# Written problem
Change every "thickest part" in the records below to "widest part" and reproduce the records with all other text unchanged.

# Dataset rows on where objects appear
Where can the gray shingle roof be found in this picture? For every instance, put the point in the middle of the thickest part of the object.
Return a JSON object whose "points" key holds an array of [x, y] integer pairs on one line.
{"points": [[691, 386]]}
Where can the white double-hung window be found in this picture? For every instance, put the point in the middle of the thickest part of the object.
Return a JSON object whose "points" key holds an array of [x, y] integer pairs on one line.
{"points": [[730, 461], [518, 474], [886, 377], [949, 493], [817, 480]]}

# Written solution
Where can the gray shingle roof be found in this picture? For every instance, put the point in the middle of the widest part of the object.
Return a JSON object whose "points" key holds an array of [x, y] integer pairs on one line.
{"points": [[691, 386]]}
Where can the white double-hung window be found in this picture? For every instance, put the point in the middle of the widest part of the object.
Return a JSON object whose "points" key holds an array of [x, y] integer pairs on one line.
{"points": [[730, 461], [518, 474], [886, 377], [949, 493], [817, 480]]}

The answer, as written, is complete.